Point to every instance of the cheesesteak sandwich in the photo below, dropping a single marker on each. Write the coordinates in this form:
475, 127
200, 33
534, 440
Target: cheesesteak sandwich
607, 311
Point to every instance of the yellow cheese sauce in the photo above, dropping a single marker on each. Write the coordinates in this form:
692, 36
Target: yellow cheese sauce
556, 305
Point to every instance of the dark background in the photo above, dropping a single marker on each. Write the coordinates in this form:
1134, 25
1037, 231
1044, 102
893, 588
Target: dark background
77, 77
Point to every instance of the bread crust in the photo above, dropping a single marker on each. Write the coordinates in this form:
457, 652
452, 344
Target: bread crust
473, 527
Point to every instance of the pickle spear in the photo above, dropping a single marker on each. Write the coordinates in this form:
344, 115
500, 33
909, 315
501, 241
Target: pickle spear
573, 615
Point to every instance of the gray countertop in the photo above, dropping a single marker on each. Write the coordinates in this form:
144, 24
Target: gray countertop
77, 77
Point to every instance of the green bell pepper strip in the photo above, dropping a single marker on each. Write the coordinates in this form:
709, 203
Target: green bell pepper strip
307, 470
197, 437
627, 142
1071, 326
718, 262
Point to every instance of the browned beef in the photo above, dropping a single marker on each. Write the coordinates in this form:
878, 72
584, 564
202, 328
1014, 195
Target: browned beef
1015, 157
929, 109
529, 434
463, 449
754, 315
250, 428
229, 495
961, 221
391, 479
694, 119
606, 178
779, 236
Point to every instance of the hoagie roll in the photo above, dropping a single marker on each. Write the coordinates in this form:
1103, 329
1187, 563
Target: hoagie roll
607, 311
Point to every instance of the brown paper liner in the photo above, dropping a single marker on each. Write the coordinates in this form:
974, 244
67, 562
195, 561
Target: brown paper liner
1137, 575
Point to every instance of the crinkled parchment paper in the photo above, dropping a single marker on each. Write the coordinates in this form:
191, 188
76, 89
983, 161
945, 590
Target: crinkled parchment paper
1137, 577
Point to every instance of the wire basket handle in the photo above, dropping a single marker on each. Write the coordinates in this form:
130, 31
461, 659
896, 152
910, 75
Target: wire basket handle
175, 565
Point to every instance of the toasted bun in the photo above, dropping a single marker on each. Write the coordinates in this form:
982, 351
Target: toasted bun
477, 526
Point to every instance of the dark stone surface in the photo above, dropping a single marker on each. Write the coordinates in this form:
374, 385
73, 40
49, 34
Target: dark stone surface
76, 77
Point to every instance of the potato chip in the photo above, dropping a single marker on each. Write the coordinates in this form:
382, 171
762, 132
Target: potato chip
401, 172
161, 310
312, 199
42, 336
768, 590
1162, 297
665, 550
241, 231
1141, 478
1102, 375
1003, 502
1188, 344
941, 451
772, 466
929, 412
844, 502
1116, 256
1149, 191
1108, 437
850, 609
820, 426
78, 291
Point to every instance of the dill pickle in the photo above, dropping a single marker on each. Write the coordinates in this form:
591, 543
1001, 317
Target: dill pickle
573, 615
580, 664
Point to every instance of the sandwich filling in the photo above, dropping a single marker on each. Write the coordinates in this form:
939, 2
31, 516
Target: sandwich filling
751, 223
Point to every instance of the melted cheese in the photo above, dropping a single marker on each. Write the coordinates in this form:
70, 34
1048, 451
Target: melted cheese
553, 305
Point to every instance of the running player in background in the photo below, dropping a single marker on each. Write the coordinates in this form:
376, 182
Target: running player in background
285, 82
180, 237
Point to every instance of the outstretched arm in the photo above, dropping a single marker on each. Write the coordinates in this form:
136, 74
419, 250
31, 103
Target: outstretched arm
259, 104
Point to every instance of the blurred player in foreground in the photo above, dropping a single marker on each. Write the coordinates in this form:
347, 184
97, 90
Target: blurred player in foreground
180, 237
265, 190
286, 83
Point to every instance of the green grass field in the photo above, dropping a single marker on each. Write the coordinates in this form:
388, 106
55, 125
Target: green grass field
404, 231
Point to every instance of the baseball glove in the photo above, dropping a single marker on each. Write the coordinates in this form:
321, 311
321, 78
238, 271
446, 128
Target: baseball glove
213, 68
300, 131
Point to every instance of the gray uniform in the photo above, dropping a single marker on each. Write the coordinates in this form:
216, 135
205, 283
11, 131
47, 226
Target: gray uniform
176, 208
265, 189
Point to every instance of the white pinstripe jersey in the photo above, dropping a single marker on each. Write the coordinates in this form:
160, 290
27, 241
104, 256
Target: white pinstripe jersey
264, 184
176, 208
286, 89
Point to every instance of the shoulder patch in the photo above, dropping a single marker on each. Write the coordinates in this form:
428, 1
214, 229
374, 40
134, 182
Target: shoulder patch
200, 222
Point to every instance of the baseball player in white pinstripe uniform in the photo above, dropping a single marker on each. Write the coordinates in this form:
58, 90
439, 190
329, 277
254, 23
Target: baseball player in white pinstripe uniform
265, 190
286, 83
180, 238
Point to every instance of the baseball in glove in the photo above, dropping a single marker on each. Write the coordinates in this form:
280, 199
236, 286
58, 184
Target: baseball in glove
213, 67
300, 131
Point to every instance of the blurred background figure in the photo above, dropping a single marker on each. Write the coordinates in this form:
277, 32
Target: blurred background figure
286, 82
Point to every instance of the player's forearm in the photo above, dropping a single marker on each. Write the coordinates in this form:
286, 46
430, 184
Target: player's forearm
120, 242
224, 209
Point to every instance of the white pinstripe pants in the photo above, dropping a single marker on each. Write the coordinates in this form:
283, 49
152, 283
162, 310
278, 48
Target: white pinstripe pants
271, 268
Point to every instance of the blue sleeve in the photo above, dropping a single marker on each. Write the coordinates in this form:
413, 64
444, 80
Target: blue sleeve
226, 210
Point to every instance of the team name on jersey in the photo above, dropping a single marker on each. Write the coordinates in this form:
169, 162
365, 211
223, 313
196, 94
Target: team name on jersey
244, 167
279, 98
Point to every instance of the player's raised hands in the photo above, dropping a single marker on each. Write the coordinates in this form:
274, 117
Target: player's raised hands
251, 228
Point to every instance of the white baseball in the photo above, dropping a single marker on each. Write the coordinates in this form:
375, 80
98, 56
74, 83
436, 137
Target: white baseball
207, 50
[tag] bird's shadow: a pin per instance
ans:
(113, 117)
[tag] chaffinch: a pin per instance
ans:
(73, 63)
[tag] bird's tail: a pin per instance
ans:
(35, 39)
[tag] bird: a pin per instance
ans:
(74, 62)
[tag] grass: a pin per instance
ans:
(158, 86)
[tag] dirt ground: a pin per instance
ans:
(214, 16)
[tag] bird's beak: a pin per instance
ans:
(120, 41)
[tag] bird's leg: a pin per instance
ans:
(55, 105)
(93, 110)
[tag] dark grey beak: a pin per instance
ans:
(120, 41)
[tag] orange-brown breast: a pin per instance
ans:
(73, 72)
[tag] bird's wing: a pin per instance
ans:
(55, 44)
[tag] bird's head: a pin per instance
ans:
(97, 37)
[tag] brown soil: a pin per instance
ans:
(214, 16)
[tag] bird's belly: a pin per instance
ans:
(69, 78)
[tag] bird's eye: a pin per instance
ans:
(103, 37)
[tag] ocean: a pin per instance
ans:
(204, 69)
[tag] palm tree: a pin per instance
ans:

########

WORK REQUEST> All lines from the line holding "[tag] bird: a pin per instance" through the end of the records above need to be transcribed exactly, and no other text should appear.

RESULT FOR THIS EXERCISE>
[tag] bird: a pin per instance
ans:
(74, 62)
[tag] grass: a pin per instance
ans:
(158, 86)
[tag] dirt ground: a pin per instance
ans:
(214, 16)
[tag] bird's beak: a pin per instance
ans:
(120, 41)
[tag] bird's leg: a pin per instance
ans:
(55, 105)
(93, 110)
[tag] dark grey beak: a pin per instance
ans:
(120, 41)
[tag] orange-brown breast: a pin per instance
ans:
(73, 72)
[tag] bird's wing: a pin per instance
ans:
(55, 44)
[tag] bird's head: a pin per instance
ans:
(97, 37)
[tag] brown soil: a pin per instance
ans:
(214, 16)
[tag] bird's belly: a pin per instance
ans:
(69, 78)
[tag] bird's eye: a pin per instance
ans:
(103, 37)
[tag] ocean: a pin per instance
ans:
(204, 69)
[tag] palm tree: a pin per instance
ans:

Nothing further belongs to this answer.